§ **WHAT IS REQUIRED**
Omit all images. Write out the rest of the material exactly.

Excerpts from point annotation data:
..........

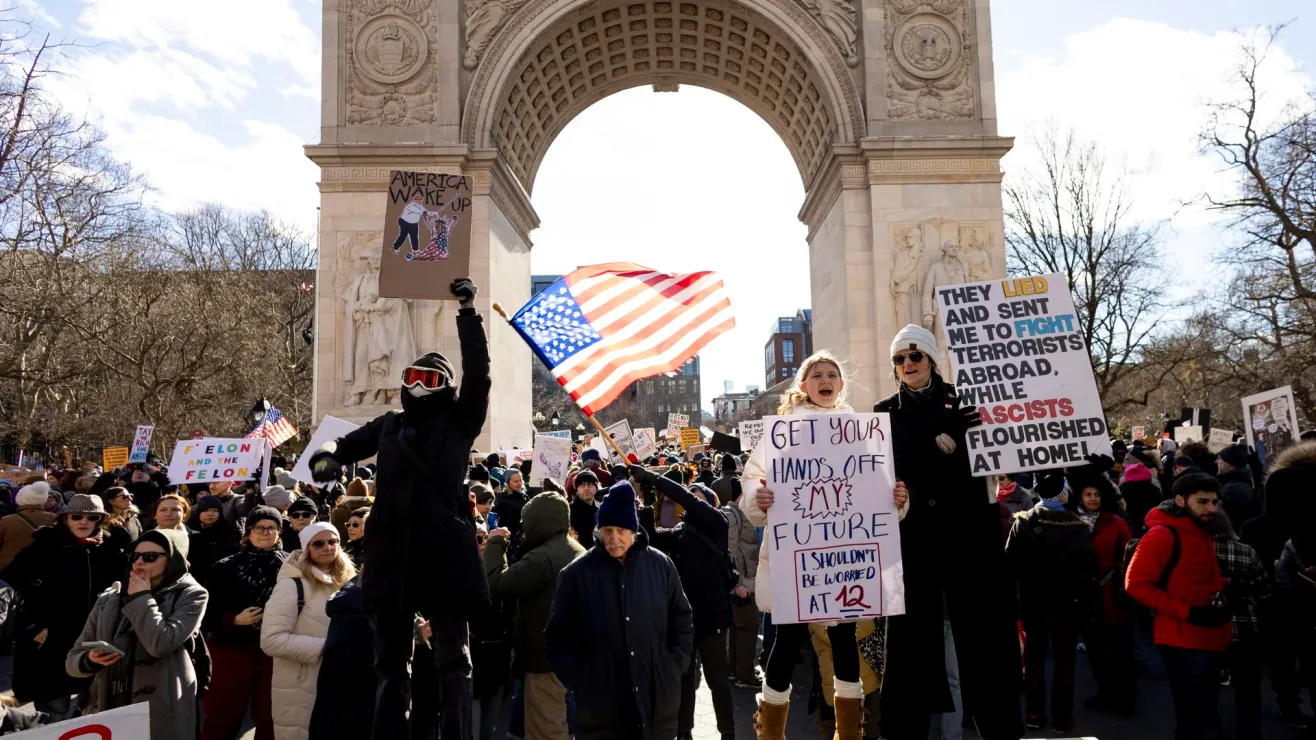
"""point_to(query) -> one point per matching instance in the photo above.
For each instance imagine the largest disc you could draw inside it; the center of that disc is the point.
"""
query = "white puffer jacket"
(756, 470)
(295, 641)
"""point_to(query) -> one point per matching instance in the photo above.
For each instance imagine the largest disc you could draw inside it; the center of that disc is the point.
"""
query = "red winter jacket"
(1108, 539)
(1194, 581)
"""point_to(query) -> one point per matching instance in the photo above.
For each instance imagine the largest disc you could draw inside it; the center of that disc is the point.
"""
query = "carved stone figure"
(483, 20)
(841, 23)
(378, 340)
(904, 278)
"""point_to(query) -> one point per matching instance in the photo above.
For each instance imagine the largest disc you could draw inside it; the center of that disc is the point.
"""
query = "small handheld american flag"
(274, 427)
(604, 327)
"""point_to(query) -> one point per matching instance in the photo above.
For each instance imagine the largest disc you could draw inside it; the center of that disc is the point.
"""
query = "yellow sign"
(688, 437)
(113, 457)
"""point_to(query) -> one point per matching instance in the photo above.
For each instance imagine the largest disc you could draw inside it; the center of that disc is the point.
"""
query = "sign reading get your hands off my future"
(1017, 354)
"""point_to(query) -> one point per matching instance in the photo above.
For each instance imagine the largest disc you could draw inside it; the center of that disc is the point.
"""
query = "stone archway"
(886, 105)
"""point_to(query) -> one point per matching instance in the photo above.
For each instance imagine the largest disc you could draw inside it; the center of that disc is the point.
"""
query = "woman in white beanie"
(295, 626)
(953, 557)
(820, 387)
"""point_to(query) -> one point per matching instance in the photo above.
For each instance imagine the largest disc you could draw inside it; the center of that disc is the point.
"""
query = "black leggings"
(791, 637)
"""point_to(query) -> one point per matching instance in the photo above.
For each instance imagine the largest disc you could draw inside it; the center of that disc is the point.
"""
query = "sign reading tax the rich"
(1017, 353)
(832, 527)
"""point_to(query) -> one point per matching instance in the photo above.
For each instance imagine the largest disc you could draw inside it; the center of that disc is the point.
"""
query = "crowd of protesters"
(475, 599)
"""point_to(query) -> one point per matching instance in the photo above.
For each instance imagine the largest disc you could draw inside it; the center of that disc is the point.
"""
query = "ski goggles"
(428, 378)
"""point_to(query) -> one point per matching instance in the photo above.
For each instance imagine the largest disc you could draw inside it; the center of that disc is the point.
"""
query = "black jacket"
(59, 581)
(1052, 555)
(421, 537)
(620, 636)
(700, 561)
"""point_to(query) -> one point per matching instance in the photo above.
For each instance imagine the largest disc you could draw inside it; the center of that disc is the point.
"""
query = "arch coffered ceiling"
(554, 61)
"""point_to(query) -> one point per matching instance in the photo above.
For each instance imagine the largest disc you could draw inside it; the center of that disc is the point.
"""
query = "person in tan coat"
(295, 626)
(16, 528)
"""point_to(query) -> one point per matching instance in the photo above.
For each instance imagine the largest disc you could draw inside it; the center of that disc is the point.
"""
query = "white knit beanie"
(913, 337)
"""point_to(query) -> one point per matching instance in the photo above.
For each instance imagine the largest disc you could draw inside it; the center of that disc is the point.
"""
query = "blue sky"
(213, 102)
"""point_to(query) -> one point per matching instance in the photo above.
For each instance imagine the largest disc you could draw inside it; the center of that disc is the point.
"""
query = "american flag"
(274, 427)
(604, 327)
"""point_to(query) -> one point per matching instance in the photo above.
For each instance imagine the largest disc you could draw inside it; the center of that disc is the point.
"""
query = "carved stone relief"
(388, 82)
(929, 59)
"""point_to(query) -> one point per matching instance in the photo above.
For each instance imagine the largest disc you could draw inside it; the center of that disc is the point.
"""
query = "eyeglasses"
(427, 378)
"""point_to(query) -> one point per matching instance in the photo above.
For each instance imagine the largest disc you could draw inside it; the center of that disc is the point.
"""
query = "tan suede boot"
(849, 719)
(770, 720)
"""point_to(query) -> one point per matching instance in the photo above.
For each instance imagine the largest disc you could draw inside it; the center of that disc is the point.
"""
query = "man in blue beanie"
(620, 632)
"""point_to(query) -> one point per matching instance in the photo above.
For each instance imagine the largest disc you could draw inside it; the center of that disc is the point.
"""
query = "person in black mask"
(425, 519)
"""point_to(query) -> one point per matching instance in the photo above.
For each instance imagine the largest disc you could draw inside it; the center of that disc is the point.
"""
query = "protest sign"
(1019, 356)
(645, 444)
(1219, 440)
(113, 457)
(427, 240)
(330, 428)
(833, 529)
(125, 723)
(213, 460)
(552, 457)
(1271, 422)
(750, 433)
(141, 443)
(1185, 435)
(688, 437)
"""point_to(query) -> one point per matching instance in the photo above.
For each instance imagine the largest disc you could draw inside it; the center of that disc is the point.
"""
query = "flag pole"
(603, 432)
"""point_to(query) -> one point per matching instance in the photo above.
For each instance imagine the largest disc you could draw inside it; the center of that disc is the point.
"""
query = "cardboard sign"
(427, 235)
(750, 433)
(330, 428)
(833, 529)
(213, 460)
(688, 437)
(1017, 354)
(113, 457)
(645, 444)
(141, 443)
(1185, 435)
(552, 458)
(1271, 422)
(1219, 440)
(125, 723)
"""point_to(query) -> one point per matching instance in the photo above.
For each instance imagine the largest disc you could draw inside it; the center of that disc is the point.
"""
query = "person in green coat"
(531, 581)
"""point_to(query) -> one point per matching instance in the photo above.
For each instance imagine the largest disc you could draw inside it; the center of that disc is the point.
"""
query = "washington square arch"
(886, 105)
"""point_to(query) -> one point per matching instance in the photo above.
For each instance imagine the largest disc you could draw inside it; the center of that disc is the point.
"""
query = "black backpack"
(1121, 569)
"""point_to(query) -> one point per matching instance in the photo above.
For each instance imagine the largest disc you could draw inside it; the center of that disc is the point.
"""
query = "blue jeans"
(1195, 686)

..........

§ **THE COMPLETED TASK**
"""point_to(query) -> one point per matching instance in the photo above.
For each instance imagine the largest disc you could draw inside it; the center of that disc is the point.
"""
query = "white puffer jacket"
(756, 470)
(295, 641)
"""point_to(query) -> one point per matching instance in the photo above.
For each instance imagine the largest disc you could draw inside it; the center of that disc is the point.
"""
query = "red winter jacket"
(1108, 539)
(1194, 581)
"""point_to(query) -> one point per matching instance in the photo above.
For each instance imagine the largest disc you could draw inside it; the center of that disc is the point.
"""
query = "carved stone figure"
(483, 20)
(841, 23)
(378, 340)
(904, 278)
"""point_to(query) -> one point per matching instance in the photo above.
For each instance imagine the largest disc you could draw inside it; the center of that disc is the point.
"""
query = "small handheld american flag"
(274, 427)
(604, 327)
"""point_to(query) -> one point per matching instance in the photo above.
For each instance imagine the largest disc you could draw inside it; the center of that disc is the point.
"""
query = "yellow sign"
(688, 437)
(113, 457)
"""point_to(query) -> one point per matching instance in the photo above.
For each instance imagine the largest disc you could draw inside it; the center of that disc is the point.
"""
query = "sign reading get your hands off my future"
(1017, 354)
"""point_to(query) -> one point per matching instance in the photo above.
For each instance imagine the largest disc you could draw inside it; the center of that disc is the point.
"""
query = "stone archway"
(886, 105)
"""point_to(query) -> one point per matching instance in the photo above.
For each instance imagine the largest disc you could draw inside it; the center of that disc is the point.
"""
query = "woman in white beanie"
(295, 626)
(953, 557)
(820, 387)
"""point_to(query) -> one point per matching instance in the photo above.
For each instance imagine the largest disc you could draw inside it; the center of that disc is the point.
"""
query = "black leggings"
(791, 637)
"""point_to(query) -> one point per matching instance in the photo above.
For each instance imagine the largest disc you could draw inside it; the center of that disc is the point.
"""
query = "sign reading tax the rich"
(1017, 353)
(832, 527)
"""point_to(query) -> one point per matching instance in the photo above.
For each instance imagine the largest disc you could draw inside it; the center of that disc is the point.
"""
query = "crowd of protesters"
(475, 599)
"""point_to(query) -> one point per matching instance in the photo above.
For each instance imagine the largest disc you could draw inside it; the center of that disc is the point.
"""
query = "ski goggles"
(428, 378)
"""point_to(query) -> one point per matching instance in the photo above.
For each instance imagine the largest disc you could draw inside it; the center of that disc is the point.
"""
query = "black jacket"
(59, 581)
(1052, 555)
(421, 537)
(620, 636)
(700, 561)
"""point_to(query) -> one point per matching instance in the photo above.
For each instance imagine the largest disc you could draw inside it; the center of that disc is the point.
"""
query = "arch coffered ceiling"
(554, 61)
"""point_to(query) -> one point per matching instance in the photo above.
For each instance imagine the largest disc you could draw inside it; the center of that disc is the point.
"""
query = "person in tan coat"
(295, 626)
(16, 528)
"""point_to(query) -> one point per matching instance in the photo above.
For each instance imagine the largest disc you could draw inside it; the center of that disc is the point.
"""
query = "white knit beanie"
(913, 337)
"""point_to(query) -> one point per matching instance in the photo above.
For each instance imagine the largest disc you could draw inside it; the center of that disc is the point.
"""
query = "blue sky"
(213, 102)
"""point_to(query) -> one point per matching instance in the photo above.
For each instance imagine the largest disc you could draw inside it; the center of that disc is the point.
"""
query = "american flag"
(274, 427)
(604, 327)
"""point_to(query) -> one point per matching instance in the photo above.
For each instance imagine the largest disc you could draw inside it; the center of that disc is the point.
"""
query = "carved stone relief"
(388, 82)
(929, 59)
"""point_to(query) -> one point per matching instance in the photo above.
For each instance imagine the largest disc you could draw inside it; the center of that disc is the point.
"""
query = "eyeglasses"
(427, 378)
"""point_to(query) -> one point per matching instance in the photo above.
For each instance imagine the largest disc you could draw inside it; the center of that disc is the point.
"""
query = "tan suede boot"
(849, 719)
(770, 720)
"""point_to(query) -> one point per matching instance in the photo above.
For each instance imagine the largest disc you could draw inside it; the center of that disc is the point.
"""
query = "man in blue beanie"
(620, 632)
"""point_to(query) -> one point per matching instance in the photo above.
For each instance imagine the largest disc you could draw inside it; the center of that disc is the point.
"""
query = "person in black mask"
(425, 519)
"""point_to(query) -> one point per matching instance in the photo above.
For each instance imagine the largest disc you could draw inside it; the center of that disc is the point.
"""
query = "protest sign"
(1019, 356)
(645, 444)
(1219, 440)
(113, 457)
(427, 240)
(330, 428)
(833, 529)
(125, 723)
(213, 460)
(552, 457)
(1271, 422)
(750, 433)
(141, 443)
(1185, 435)
(688, 437)
"""point_to(query) -> one point per matching instance in the photo above.
For each instance imagine the largest disc you could draw inside it; the center of that disc is the point.
"""
query = "flag pole"
(603, 432)
"""point_to(query) -> one point per matching instance in the photo above.
For each instance imagine the largest disc you could draw inside it; the center of that disc is the point.
"""
query = "cardboard sign"
(427, 235)
(750, 433)
(330, 428)
(833, 529)
(213, 460)
(688, 437)
(1017, 354)
(113, 457)
(645, 444)
(141, 443)
(1185, 435)
(552, 458)
(1271, 422)
(1219, 440)
(125, 723)
"""point_to(query) -> one point per matching instance in the photo above.
For each instance imagine the largest disc you could draw inside it; the center of that disc is the point.
"""
query = "person in green coat"
(531, 581)
"""point_to(query) -> one point per matching instance in the photo above.
For each instance imagine the largest disc you could draw inside it; the center of that disc is the point.
"""
query = "washington square arch"
(886, 105)
"""point_to(query) -> one point per matching instance in the photo above.
For each instance imagine the largest disc you could draw inside it; the center of that disc is the point.
"""
query = "black backpack"
(1121, 569)
"""point_to(query) -> one point per matching instance in the photo above.
For each instance imagine the largest disc you could draw inside it; the center of that disc is the point.
"""
query = "blue jeans"
(1195, 686)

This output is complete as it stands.